Items:
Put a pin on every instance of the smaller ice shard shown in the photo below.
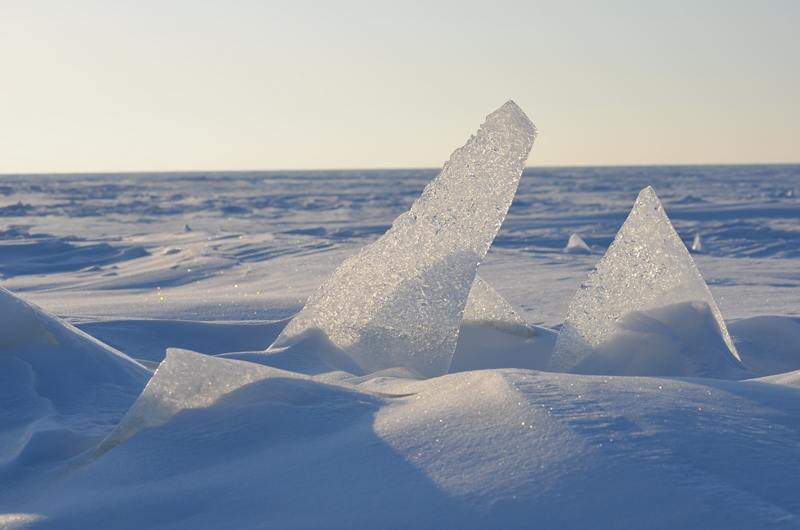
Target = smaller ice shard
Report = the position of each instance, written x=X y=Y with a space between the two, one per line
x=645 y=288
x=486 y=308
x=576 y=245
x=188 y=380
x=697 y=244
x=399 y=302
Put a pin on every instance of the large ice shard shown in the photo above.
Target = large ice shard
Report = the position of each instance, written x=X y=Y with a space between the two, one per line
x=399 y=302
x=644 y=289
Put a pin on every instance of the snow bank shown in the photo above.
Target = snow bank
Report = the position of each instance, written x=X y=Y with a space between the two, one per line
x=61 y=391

---

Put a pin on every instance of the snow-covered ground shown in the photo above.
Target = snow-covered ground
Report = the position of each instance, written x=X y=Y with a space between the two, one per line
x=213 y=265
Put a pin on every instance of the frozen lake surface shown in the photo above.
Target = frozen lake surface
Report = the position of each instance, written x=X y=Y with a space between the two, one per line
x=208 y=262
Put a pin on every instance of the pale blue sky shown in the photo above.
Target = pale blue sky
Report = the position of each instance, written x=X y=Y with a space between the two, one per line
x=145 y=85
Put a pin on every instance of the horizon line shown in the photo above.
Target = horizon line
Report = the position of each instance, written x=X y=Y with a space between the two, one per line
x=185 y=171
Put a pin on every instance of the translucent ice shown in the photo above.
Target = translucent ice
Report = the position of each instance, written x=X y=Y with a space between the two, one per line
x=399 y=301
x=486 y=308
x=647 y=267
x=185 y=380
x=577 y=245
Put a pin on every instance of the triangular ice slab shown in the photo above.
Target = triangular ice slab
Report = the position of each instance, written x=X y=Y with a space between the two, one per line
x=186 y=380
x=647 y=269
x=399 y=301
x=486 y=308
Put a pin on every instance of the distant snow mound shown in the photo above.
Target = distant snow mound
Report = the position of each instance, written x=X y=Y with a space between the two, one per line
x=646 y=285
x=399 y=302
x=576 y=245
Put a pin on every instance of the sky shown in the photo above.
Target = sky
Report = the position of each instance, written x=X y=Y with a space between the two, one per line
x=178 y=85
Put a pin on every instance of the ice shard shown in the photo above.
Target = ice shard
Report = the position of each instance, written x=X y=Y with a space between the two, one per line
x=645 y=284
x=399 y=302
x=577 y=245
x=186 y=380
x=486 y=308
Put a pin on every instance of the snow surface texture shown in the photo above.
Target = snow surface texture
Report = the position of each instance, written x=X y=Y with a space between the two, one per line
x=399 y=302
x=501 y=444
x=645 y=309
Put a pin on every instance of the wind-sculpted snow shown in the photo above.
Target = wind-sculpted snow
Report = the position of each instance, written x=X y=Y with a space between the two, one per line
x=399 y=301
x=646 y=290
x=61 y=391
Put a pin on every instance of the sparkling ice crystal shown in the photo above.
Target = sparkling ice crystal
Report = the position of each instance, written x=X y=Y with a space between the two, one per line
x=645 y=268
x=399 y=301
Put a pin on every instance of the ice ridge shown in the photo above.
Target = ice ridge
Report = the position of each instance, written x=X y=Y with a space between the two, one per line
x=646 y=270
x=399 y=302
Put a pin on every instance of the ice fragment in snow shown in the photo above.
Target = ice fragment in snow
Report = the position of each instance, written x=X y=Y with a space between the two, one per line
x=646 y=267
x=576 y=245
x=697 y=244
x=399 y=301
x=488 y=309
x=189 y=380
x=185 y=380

--

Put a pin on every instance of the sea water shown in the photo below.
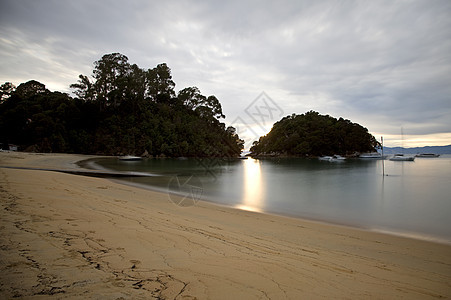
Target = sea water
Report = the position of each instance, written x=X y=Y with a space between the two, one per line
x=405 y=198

Given instruction:
Return each line of the items above that contains the string "fragment", even as part of a longer word, and copy the whole line. Case counts.

Written solution:
Put a pin on every instance of the ice fragment in snow shown in the photo above.
Target = ice fragment in snow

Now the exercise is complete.